### Passage shown
Two book adaptations made headlines today, Candy Girls!

  • Jennifer Niven's debut YA novel, All the Bright Places is set to be made into a film which will star Elle Fanning. The story is "told in alternating voices about a girl who learns to live from a boy who intends to die." With a story that reminds readers of John Green's The Fault in Our Stars + Rainbow Rowell's Eleanor and Park, the film version of All the Bright Places is under producers, Paula Mazur and Mitchell Kaplan who are known for the web series, Delirium.

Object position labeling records
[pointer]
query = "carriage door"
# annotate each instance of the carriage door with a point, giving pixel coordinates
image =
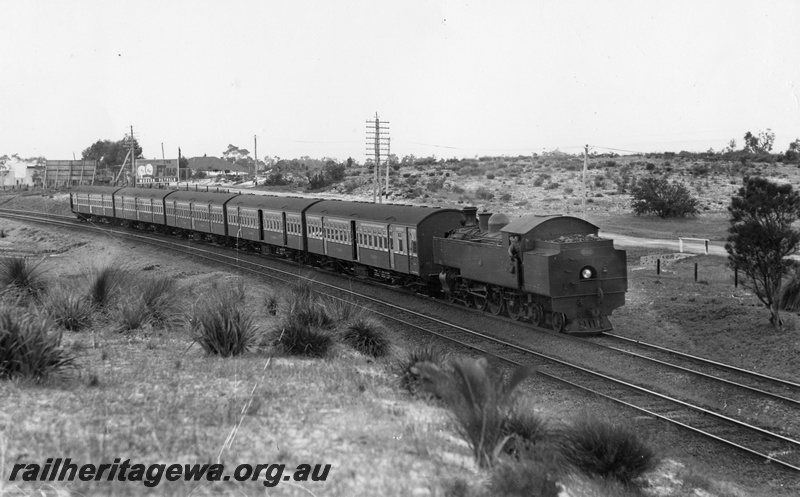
(413, 259)
(354, 240)
(283, 228)
(399, 249)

### Parts of the exercise
[a] From the passage on the two book adaptations, extract the words starting with "Two book adaptations" and going on through "web series, Delirium.", keeping them unchanged.
[b] Copy every line of the object position labeling records word for word, omitting the pictures.
The text and the records have nothing to do with each other.

### Answers to the exercises
[a]
Two book adaptations made headlines today, Candy Girls!

  • Jennifer Niven's debut YA novel, All the Bright Places is set to be made into a film which will star Elle Fanning. The story is "told in alternating voices about a girl who learns to live from a boy who intends to die." With a story that reminds readers of John Green's The Fault in Our Stars + Rainbow Rowell's Eleanor and Park, the film version of All the Bright Places is under producers, Paula Mazur and Mitchell Kaplan who are known for the web series, Delirium.

[b]
[pointer]
query = "carriage door"
# annotate each instance of the carriage door with a point, giving pixel coordinates
image =
(413, 259)
(354, 240)
(283, 228)
(399, 249)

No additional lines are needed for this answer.